══ PROVIDED ENTRIES

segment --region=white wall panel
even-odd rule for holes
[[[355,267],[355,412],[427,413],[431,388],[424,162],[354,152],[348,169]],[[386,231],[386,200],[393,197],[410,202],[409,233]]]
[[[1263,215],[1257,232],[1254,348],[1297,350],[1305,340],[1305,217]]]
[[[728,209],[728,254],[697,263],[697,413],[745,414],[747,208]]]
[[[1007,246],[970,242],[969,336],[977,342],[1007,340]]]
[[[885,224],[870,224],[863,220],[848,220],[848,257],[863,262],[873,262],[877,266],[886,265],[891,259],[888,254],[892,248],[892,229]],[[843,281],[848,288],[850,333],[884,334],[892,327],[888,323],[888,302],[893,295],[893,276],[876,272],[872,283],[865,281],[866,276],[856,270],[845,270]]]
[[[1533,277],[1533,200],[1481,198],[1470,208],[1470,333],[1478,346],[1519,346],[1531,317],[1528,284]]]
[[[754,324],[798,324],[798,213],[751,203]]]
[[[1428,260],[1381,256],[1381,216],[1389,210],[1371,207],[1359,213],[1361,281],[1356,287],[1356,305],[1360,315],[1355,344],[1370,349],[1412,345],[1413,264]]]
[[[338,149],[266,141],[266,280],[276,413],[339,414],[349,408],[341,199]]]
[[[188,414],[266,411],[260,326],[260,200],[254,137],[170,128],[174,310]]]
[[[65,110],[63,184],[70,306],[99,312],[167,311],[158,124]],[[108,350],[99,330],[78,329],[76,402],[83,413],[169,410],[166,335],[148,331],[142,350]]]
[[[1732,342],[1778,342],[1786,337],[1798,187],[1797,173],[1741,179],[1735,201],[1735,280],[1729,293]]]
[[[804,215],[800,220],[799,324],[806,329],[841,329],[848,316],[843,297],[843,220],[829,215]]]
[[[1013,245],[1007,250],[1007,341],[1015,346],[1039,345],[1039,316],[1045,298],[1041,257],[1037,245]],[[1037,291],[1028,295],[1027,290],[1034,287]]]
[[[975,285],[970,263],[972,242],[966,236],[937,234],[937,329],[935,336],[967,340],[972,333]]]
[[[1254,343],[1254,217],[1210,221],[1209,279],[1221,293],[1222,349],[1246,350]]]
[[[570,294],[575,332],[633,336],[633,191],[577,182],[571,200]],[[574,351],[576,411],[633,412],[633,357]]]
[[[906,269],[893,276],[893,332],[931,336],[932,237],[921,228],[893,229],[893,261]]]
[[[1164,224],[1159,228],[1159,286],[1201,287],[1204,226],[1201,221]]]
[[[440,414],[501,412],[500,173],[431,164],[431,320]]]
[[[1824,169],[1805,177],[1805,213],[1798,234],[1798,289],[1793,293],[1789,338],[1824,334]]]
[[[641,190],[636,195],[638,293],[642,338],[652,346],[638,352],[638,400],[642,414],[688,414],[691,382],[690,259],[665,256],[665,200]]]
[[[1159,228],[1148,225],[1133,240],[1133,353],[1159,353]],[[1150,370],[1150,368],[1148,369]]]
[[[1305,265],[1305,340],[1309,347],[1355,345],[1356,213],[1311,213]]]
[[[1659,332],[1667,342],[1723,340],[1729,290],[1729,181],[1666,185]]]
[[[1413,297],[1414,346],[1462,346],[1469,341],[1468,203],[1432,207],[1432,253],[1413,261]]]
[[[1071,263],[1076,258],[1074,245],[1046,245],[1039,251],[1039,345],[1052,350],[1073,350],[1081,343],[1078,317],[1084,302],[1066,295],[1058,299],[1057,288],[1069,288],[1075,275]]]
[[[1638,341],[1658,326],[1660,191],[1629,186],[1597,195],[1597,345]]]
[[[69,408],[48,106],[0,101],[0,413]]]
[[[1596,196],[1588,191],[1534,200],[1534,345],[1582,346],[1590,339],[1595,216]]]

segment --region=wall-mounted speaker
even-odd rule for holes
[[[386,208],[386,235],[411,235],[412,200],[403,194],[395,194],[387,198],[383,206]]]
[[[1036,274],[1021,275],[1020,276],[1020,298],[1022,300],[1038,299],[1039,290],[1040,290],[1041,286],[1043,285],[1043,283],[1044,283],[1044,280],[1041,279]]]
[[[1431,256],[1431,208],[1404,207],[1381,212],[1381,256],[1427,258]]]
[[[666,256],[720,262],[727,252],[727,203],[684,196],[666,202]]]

════

*WORK TO BE COMPLETED*: When a line in the records above contains the word "region", copy it.

*TASK RESPONSE*:
segment --region=white wall panel
segment --region=wall-mounted speaker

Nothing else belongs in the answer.